==== Provided information
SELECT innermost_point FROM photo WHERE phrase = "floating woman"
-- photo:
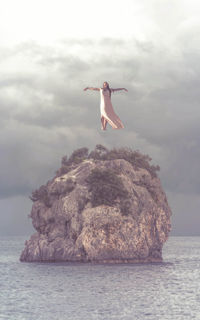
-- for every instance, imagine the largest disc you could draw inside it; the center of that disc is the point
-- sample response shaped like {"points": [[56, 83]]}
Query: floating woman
========
==== Provided information
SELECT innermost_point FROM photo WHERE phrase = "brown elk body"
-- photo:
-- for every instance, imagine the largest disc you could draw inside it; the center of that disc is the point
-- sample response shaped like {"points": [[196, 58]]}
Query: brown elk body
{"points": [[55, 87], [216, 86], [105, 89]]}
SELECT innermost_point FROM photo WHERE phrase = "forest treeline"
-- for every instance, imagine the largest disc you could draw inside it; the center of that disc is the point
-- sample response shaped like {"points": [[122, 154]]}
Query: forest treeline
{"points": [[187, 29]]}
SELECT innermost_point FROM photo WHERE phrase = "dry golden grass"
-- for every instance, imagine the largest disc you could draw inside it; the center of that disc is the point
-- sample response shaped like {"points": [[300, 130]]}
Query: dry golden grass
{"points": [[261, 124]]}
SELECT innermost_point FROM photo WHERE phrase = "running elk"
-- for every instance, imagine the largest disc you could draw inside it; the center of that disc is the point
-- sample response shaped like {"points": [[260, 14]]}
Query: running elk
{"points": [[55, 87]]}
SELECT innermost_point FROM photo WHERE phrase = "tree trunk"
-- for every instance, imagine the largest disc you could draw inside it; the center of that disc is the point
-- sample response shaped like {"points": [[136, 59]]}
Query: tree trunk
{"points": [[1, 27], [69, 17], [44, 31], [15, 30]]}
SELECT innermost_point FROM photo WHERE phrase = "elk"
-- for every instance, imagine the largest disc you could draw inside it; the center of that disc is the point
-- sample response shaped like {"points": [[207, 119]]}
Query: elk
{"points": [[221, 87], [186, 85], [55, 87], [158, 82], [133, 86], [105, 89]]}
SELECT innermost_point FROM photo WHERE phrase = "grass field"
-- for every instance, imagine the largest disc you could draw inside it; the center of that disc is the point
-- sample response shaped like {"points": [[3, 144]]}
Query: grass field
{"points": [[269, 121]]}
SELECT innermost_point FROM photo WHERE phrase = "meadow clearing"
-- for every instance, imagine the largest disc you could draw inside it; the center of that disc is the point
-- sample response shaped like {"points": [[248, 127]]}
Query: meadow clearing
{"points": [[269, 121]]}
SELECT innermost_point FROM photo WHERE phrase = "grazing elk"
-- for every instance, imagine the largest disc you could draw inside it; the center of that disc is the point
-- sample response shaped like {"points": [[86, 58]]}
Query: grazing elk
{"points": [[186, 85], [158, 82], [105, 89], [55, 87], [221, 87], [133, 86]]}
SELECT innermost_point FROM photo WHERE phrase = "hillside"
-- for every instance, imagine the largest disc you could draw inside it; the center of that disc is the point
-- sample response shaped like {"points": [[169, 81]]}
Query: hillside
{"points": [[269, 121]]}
========
● **Try it**
The answer should be all lines from the entries above that hold the word "woman".

● **Output below**
SELECT innermost_point FROM photo WHERE phrase = "floating woman"
Query: floating woman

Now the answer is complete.